Starting at the line that contains "Guideline: for each instance of the van roof, put" and continuing through the end of the material, rewrite every line, requests included, and rescale each answer coordinate by 2.3, rounding to the nearest whole number with halves rounded up. Leave every number in the requests unchanged, including the sample points.

* Begin *

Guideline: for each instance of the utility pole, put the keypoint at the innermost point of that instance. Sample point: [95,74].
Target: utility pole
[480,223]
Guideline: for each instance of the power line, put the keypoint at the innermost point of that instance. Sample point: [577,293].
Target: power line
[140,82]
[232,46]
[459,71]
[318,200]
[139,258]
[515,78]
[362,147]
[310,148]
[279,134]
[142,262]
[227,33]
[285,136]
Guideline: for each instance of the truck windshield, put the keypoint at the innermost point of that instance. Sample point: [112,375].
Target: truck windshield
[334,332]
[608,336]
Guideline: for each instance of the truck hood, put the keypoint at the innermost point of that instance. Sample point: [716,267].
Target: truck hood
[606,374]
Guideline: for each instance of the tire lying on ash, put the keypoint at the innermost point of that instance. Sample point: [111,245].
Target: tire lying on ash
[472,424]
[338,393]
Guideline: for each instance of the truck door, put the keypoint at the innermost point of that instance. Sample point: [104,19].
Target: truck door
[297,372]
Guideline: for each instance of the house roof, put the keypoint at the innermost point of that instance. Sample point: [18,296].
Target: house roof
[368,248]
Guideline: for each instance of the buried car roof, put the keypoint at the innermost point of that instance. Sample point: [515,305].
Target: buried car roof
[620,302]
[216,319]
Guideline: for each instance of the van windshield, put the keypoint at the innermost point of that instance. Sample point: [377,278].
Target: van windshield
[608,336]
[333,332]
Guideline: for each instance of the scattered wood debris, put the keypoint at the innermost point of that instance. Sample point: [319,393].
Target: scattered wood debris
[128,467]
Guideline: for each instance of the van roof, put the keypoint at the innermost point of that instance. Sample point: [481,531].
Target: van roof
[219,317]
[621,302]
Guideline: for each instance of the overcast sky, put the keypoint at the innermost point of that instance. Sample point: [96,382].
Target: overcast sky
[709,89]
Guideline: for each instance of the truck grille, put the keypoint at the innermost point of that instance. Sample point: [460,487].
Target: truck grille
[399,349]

* End *

### Response to the task
Guideline: for each instance of the van roof, put the keypoint at the innermost point of that instance. Sample point: [481,531].
Target: van roof
[504,729]
[1428,695]
Guideline: for each instance of the overcast sky, put the keypoint at the innermost point of that instance. Sample point: [96,382].
Target: overcast sky
[1631,205]
Guideline: for each instance of the truck grille, put the keypoint at the innermost point of that instance. Sample point: [460,487].
Target: truck grille
[918,803]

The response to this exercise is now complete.